* DOKUMENTTEXT:
Die CDU-Agrarministerin verkündet nach einem Krisengespräch kaum Neues. Kritiker fordern, weniger Schweinefleisch zu produzieren und zu essen.

Angespannte Lage auf dem Markt für Schweinefleisch Foto: Sebastian Gollnow/dpa

Berlin taz/dpa | Das von Bundesagrarministerin Julia Klöckner organisierte Branchengespräch zu den sehr niedrigen Preisen für Schlachtschweine ist ohne konkretes Ergebnis zu Ende gegangen. Die CDU-Politikerin teilte nach der Konferenz am Mittwoch zwar mit, ihr Ministerium habe erreicht, dass deutsches Schweinefleisch trotz des hiesigen Ausbruchs der Afrikanischen Schweinepest wieder in „vielen Drittländern“ verkauft werden dürfe.

* VORLIEGENDES MATERIAL:
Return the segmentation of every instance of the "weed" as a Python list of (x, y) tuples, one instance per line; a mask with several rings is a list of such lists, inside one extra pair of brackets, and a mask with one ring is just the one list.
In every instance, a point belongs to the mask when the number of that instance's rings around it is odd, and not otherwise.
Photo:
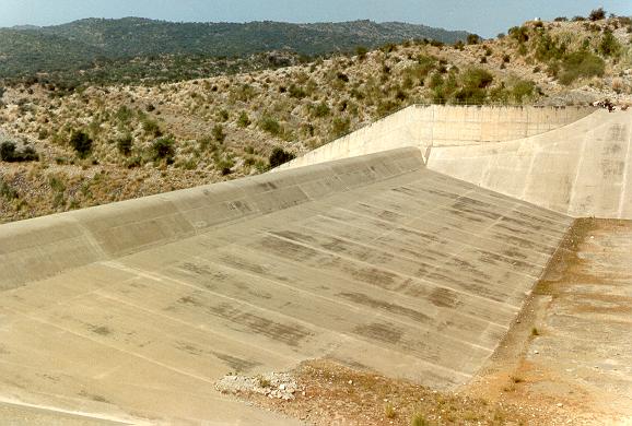
[(397, 411), (395, 410), (395, 406), (390, 402), (384, 405), (384, 415), (386, 416), (386, 418), (391, 419), (397, 417)]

* AUFGABENSTELLUNG 1: Gib aus dem Artikel zu den Schweinepreisen alles von "Angespannte Lage auf" bis hinunter zu "verkauft werden dürfe." wortgetreu wieder.
* AUFGABENSTELLUNG 2: Mit welchen Bezeichnungen wird die Ministerin im Artikel zu den Schweinepreisen genannt? Führe alle auf.
* AUFGABENSTELLUNG 3: Worum ging es laut dem Artikel zu den Schweinepreisen bei dem Branchengespräch?

* ANTWORT ZUR AUFGABE 1:
Angespannte Lage auf dem Markt für Schweinefleisch Foto: Sebastian Gollnow/dpa

Berlin taz/dpa | Das von Bundesagrarministerin Julia Klöckner organisierte Branchengespräch zu den sehr niedrigen Preisen für Schlachtschweine ist ohne konkretes Ergebnis zu Ende gegangen. Die CDU-Politikerin teilte nach der Konferenz am Mittwoch zwar mit, ihr Ministerium habe erreicht, dass deutsches Schweinefleisch trotz des hiesigen Ausbruchs der Afrikanischen Schweinepest wieder in „vielen Drittländern“ verkauft werden dürfe.

* ANTWORT ZUR AUFGABE 2:
- Die CDU-Agrarministerin
- Bundesagrarministerin Julia Klöckner
- Die CDU-Politikerin

* ANTWORT ZUR AUFGABE 3: Um die sehr niedrigen Preise für Schlachtschweine.